- **Input**:

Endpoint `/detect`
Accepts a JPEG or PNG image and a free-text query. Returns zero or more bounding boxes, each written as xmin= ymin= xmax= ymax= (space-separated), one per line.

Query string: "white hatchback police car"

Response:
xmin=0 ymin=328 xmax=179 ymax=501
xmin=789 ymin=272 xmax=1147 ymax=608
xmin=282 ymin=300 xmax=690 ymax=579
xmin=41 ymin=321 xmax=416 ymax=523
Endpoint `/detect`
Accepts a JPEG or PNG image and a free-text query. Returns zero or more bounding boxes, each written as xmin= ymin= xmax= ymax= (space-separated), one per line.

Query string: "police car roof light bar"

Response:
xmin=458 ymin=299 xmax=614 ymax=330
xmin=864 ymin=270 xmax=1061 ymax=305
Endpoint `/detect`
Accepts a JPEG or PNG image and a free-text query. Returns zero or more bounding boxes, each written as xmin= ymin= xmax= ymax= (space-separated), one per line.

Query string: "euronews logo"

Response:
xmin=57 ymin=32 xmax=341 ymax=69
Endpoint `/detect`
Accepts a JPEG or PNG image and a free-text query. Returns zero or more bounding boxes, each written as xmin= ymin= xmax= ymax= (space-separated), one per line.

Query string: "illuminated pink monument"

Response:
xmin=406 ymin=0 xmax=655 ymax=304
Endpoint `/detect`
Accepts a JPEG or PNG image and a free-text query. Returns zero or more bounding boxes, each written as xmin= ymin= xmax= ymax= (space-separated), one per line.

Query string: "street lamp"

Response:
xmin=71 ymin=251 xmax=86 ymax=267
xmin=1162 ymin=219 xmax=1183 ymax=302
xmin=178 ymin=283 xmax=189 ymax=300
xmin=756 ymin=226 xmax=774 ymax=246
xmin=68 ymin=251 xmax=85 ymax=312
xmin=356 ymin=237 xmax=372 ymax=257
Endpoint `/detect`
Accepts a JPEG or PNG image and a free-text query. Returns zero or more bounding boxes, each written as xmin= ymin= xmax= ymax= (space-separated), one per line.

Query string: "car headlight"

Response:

- **Goal of the exercise**: Once you have checked the entries above, say how many lines include the word "string", and nothing beyond the number.

- **Solved problem**: 6